▶ [SHORT TASK]: Count the lines of the data below that contain the string "otter". Reply with the number alone.

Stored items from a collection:
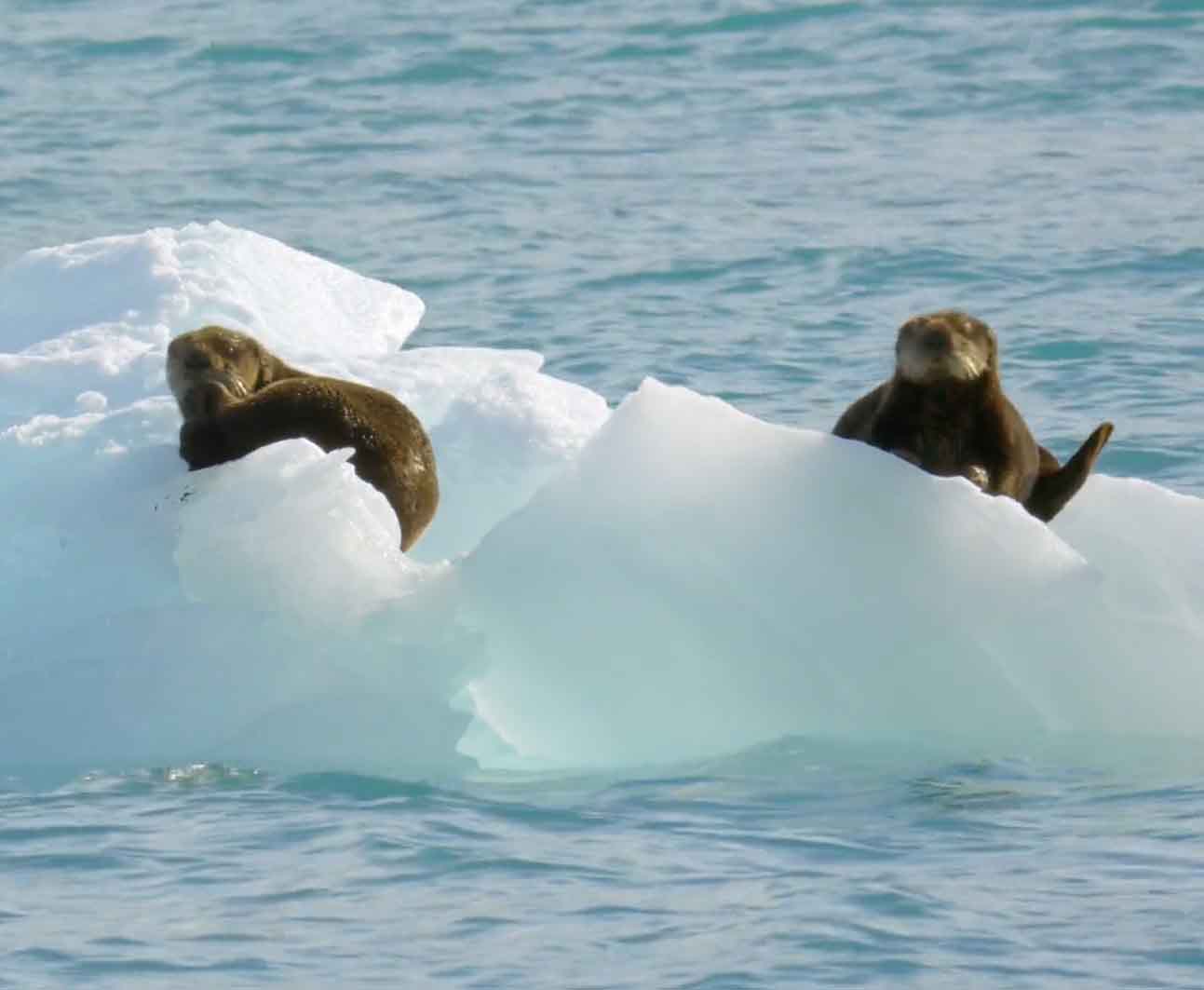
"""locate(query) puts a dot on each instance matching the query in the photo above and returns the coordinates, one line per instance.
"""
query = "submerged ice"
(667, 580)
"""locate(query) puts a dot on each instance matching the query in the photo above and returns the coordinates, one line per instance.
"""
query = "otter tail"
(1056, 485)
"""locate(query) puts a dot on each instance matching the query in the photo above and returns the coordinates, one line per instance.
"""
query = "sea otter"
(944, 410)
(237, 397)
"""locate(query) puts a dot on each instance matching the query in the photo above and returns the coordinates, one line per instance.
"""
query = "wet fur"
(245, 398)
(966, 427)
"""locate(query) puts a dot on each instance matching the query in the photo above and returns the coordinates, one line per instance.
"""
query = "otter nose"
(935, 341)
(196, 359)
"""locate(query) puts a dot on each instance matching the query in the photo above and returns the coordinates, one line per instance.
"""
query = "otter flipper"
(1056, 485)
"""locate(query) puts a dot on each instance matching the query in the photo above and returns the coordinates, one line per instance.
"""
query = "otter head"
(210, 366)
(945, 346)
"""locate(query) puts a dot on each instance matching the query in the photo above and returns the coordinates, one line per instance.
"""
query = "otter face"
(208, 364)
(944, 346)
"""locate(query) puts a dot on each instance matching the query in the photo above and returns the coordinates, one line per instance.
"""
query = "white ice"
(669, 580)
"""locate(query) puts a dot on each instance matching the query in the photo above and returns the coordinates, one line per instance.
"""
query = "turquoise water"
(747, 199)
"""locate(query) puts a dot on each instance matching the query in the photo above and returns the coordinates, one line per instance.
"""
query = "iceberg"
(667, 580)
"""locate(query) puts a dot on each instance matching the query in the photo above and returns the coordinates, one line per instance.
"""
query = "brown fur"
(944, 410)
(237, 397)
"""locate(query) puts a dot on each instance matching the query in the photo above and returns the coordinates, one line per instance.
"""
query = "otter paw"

▶ [WRITTEN RESPONSE]: 7